Text provided »
Piyush Choudhari

KnowFlow

KnowFlow is a powerful hybrid Retrieval-Augmented Generation (RAG) system that combines semantic search with knowledge graph capabilities for intelligent document processing and querying.

Jul 2025 - Aug 2025
impact:
  • 3x query types supported
  • Session-based context preservation
  • Multi-format document processing

Deployment (HLD)

diagram-export-7-20-2025-6_03_33-PM

AI Infra

diagram-export-7-20-2025-6_57_03-PM

KnowFlow is a powerful hybrid Retrieval-Augmented Generation (RAG) system that combines semantic search with knowledge graph capabilities for intelligent document processing and querying.

Features

  • Advanced Document Processing

    • Multi-format support (PDF, DOCX, CSV, TXT)
    • Intelligent chunking with configurable size and overlap
    • Parallel batch processing with S3 storage
    • Document status tracking (PENDING, PROCESSING, INDEXED, FAILED)

Natural language region descriptions »
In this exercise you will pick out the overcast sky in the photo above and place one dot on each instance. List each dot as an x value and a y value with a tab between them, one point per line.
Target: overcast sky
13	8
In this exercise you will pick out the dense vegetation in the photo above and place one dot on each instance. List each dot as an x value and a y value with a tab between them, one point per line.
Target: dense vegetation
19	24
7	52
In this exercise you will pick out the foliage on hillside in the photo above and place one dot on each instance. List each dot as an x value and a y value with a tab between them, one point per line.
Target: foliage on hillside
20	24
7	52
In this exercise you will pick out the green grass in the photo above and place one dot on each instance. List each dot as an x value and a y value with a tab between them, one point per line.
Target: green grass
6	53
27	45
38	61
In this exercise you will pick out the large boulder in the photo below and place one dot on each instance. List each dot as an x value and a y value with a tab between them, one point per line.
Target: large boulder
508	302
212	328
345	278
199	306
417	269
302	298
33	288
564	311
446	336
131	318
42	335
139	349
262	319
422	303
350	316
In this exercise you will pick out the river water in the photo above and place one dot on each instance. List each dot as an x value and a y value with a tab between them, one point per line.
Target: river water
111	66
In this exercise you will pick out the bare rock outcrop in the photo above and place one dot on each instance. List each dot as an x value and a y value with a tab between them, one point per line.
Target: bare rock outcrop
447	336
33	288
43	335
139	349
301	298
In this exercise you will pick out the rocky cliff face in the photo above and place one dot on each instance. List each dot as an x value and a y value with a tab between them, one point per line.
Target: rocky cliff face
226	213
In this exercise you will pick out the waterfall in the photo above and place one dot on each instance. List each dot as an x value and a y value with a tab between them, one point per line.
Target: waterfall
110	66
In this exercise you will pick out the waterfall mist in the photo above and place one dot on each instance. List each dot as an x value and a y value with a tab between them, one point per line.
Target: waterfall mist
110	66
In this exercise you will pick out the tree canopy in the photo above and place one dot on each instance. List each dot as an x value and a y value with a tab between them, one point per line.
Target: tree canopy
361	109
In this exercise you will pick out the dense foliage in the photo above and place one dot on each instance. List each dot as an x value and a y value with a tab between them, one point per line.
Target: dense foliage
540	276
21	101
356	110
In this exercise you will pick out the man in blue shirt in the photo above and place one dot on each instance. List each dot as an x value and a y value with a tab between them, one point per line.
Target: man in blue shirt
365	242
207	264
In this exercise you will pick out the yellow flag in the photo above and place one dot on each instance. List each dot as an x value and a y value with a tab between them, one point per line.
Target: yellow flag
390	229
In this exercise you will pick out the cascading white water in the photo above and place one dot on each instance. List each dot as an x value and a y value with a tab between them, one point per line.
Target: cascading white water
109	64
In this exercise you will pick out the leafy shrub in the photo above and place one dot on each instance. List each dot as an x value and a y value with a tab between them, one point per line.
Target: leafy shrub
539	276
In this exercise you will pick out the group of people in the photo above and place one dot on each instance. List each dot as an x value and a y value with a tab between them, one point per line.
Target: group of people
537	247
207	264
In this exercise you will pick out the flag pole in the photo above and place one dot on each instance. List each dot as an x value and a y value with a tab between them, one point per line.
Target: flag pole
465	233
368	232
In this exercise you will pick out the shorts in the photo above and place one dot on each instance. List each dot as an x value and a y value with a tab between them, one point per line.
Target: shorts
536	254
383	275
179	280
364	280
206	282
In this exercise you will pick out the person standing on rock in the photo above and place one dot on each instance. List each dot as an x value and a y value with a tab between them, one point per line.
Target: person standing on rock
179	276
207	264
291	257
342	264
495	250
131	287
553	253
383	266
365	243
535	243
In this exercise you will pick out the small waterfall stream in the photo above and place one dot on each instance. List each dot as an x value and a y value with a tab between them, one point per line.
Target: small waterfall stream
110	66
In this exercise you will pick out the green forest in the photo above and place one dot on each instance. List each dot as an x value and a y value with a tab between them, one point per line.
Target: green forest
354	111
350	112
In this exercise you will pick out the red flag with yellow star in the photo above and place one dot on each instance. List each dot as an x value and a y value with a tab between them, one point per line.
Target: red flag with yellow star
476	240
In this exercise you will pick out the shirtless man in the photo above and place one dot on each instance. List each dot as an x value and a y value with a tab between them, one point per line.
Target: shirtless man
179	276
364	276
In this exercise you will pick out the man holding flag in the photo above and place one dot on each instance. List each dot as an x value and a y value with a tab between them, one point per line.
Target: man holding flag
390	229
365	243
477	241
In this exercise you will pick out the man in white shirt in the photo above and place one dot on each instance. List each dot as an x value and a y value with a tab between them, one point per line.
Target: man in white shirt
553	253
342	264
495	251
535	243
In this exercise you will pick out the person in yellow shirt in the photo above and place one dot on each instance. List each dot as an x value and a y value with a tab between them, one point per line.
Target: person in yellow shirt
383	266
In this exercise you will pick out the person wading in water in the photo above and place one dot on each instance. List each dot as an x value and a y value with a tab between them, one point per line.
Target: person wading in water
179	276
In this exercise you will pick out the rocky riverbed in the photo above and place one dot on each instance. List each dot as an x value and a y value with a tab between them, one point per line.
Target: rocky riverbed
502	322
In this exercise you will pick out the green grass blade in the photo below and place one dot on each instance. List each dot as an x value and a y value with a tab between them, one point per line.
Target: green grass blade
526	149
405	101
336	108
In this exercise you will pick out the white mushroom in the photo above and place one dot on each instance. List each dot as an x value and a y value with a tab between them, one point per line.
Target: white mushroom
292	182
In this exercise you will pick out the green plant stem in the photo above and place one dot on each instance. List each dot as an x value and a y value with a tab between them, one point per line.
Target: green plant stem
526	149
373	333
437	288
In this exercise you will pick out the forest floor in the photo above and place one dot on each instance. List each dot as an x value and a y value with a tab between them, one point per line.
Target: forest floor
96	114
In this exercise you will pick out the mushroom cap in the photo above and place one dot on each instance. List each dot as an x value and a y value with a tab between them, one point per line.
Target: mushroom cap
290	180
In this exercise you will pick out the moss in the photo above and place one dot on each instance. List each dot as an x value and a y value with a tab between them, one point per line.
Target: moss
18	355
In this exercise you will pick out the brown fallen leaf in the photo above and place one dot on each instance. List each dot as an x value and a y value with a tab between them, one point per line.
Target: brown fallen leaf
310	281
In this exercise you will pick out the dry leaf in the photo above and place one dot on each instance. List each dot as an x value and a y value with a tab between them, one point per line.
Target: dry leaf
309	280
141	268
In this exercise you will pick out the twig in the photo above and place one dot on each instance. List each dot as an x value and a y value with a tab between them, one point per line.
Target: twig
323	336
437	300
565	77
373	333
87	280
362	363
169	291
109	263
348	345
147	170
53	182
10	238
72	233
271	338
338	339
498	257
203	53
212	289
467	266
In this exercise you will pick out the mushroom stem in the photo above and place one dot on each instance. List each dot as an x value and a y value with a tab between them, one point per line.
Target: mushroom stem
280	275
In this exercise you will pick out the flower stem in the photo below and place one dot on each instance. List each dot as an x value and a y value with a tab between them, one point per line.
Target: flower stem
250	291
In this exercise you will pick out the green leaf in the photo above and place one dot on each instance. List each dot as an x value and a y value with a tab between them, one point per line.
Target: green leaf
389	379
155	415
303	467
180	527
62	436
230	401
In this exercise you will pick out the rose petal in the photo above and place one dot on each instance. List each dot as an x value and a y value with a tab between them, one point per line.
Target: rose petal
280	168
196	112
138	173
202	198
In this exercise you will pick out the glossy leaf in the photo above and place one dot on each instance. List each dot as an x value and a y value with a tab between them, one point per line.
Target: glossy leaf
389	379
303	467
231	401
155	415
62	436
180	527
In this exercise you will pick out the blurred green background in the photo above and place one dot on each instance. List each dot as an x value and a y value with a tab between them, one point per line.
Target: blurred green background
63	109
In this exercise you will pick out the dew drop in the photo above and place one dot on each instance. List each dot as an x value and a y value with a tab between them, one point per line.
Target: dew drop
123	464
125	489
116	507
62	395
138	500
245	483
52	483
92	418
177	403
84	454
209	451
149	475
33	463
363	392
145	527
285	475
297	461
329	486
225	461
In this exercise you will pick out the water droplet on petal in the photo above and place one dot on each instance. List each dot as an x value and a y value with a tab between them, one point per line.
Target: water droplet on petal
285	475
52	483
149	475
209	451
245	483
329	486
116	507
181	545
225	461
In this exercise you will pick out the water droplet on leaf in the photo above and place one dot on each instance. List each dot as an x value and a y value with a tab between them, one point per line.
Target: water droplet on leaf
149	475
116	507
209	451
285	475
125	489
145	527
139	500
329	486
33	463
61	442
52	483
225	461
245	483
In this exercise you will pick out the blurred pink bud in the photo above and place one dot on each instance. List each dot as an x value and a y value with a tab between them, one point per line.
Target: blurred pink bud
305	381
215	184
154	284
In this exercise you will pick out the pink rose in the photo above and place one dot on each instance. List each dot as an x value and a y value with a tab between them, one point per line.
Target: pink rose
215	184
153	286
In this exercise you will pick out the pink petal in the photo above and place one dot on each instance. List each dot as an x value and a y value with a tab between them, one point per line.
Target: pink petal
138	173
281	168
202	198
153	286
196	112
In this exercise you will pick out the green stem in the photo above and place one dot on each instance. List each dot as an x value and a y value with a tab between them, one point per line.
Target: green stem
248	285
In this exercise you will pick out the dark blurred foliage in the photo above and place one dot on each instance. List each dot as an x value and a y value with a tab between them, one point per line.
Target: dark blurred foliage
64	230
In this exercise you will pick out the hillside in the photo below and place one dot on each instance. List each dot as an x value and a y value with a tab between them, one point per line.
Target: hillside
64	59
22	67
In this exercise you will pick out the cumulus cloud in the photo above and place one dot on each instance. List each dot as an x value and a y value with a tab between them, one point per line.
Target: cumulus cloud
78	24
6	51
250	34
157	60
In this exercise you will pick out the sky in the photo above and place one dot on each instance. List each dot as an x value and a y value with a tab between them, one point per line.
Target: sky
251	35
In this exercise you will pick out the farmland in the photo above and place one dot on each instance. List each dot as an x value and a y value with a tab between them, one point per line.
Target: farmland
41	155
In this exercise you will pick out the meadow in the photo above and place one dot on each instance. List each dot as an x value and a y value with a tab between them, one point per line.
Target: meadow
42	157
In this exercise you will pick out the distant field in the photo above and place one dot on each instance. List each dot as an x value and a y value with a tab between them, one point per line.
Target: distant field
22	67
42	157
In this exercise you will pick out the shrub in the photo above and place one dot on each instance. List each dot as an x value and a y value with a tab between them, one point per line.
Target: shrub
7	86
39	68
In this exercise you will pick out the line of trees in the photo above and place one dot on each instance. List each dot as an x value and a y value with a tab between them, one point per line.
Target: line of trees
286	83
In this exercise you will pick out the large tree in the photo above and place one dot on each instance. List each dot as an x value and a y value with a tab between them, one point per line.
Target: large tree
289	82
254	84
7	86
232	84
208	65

What you will do »
Reproduce the entire KnowFlow project text above word for word, from the first line to the last.

Output of the task »
Piyush Choudhari

KnowFlow

KnowFlow is a powerful hybrid Retrieval-Augmented Generation (RAG) system that combines semantic search with knowledge graph capabilities for intelligent document processing and querying.

Jul 2025 - Aug 2025
impact:
  • 3x query types supported
  • Session-based context preservation
  • Multi-format document processing

Deployment (HLD)

diagram-export-7-20-2025-6_03_33-PM

AI Infra

diagram-export-7-20-2025-6_57_03-PM

KnowFlow is a powerful hybrid Retrieval-Augmented Generation (RAG) system that combines semantic search with knowledge graph capabilities for intelligent document processing and querying.

Features

  • Advanced Document Processing

    • Multi-format support (PDF, DOCX, CSV, TXT)
    • Intelligent chunking with configurable size and overlap
    • Parallel batch processing with S3 storage
    • Document status tracking (PENDING, PROCESSING, INDEXED, FAILED)